**Goal**. Write out every entry exactly as it stands.
== Task data
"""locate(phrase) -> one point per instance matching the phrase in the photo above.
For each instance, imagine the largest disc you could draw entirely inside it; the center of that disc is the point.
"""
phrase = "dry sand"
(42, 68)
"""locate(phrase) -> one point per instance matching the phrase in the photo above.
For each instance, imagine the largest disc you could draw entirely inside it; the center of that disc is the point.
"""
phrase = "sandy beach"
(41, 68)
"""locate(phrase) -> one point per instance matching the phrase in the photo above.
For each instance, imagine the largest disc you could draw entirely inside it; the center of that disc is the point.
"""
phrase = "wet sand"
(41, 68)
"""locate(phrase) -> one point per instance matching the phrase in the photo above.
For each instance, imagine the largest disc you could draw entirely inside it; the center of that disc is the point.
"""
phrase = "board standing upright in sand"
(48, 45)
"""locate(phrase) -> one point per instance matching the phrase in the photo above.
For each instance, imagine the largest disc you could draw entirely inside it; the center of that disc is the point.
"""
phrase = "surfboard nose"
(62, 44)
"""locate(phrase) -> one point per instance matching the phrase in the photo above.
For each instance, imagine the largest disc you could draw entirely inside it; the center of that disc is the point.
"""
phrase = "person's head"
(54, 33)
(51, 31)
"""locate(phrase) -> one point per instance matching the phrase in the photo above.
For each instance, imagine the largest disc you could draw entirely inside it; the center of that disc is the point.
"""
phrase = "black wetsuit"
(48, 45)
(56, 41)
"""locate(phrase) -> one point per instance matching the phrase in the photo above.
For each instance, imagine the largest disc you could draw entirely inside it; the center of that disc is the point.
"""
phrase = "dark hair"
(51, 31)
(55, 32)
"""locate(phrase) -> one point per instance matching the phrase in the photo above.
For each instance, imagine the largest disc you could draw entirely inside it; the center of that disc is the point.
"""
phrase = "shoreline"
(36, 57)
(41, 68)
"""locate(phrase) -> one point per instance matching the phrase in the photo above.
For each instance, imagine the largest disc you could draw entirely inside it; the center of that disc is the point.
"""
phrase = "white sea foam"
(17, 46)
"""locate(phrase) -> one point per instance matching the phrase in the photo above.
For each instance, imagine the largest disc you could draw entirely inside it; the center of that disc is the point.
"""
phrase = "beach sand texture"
====
**Exercise solution**.
"""locate(phrase) -> one point per instance matching the phrase in the photo above.
For each instance, imagine the largest disc you could draw entirely inside it; the center of that disc is the point.
"""
phrase = "dry sand"
(42, 68)
"""locate(phrase) -> one point per instance matching the phrase in the photo above.
For each instance, imagine the largest disc you could draw entirely inside it; the center of that disc is the point.
"""
phrase = "sandy beach"
(41, 68)
"""locate(phrase) -> one point per instance matching the phrase in the photo above.
For each instance, imagine the largest disc you could draw entirely inside it; the center of that disc is the point.
"""
phrase = "wet sand"
(41, 68)
"""locate(phrase) -> one point per instance matching the phrase in the photo above.
For each instance, imagine the largest disc you could draw entirely inside it; the center of that disc is the point.
"""
phrase = "board standing upright in sand"
(48, 45)
"""locate(phrase) -> one point per instance matching the phrase in the photo above.
For each instance, imagine the largest disc you could draw entirely inside it; the center of that disc is the point.
"""
phrase = "surfboard nose"
(62, 44)
"""locate(phrase) -> one point per instance matching the phrase in the photo above.
For each instance, imagine the largest disc you could draw entirely inside it; the center of that disc is the point.
"""
phrase = "person's head"
(54, 33)
(51, 31)
"""locate(phrase) -> one point per instance matching the phrase in the photo above.
For each instance, imagine the largest disc you could draw entirely inside it; the center of that disc is the point.
"""
phrase = "black wetsuit"
(48, 45)
(56, 41)
"""locate(phrase) -> one point per instance matching the phrase in the photo above.
For each instance, imagine the largest disc you could draw entirely inside it; the center of that disc is the point.
"""
phrase = "dark hair"
(51, 31)
(55, 32)
"""locate(phrase) -> one point per instance matching the phrase in the photo above.
For each instance, imagine the largest disc you could draw entirely inside it; the center of that disc is the point.
"""
phrase = "shoreline"
(36, 57)
(41, 68)
"""locate(phrase) -> one point per instance matching the phrase in the photo above.
For each instance, imagine the largest disc you could draw entirely inside it; the center of that disc is the point.
"""
phrase = "white sea foam"
(17, 46)
"""locate(phrase) -> one point per instance matching the phrase in the photo above.
For each instance, imagine the largest disc you could draw entirely inside it; the center of that disc is the point.
"""
phrase = "beach sand texture"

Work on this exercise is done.